» ROWS
+--

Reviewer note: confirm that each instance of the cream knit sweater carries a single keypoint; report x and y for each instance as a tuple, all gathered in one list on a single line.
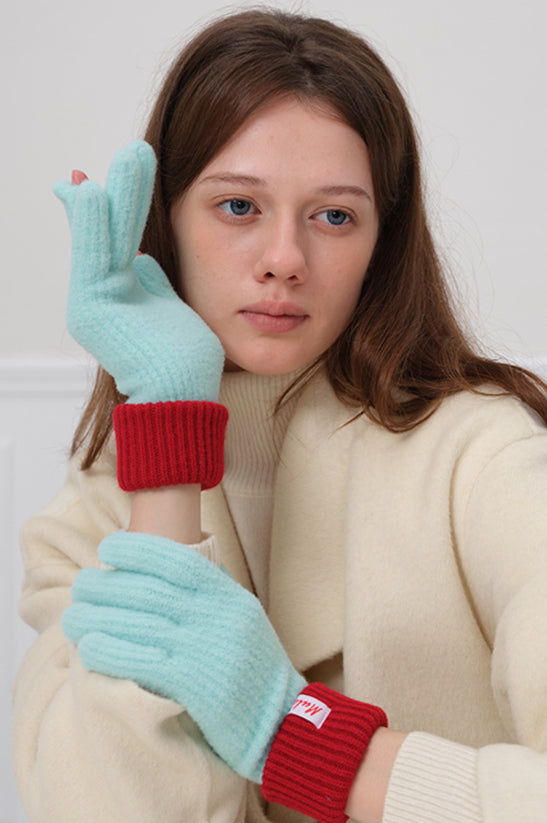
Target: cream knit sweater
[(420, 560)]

+--

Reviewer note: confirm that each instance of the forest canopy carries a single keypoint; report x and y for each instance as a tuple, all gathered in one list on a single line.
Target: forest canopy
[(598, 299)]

+--

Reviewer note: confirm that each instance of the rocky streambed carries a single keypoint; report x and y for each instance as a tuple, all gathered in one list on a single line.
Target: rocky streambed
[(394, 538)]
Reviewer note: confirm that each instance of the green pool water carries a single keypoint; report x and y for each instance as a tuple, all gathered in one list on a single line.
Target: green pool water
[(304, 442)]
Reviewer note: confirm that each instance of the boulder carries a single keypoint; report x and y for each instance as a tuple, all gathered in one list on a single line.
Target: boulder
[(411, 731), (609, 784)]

+--

Output the stretch of entries from the line containing "Reviewer note: confirm that each instance of the forest" through the line containing "[(598, 299)]", reproducing each line verbatim.

» FINAL ANSWER
Reviewer note: confirm that each instance of the forest canopy carries a single keypoint; report x and y for each instance as a tuple, all gathered in one list on a single line.
Target: forest canopy
[(598, 299)]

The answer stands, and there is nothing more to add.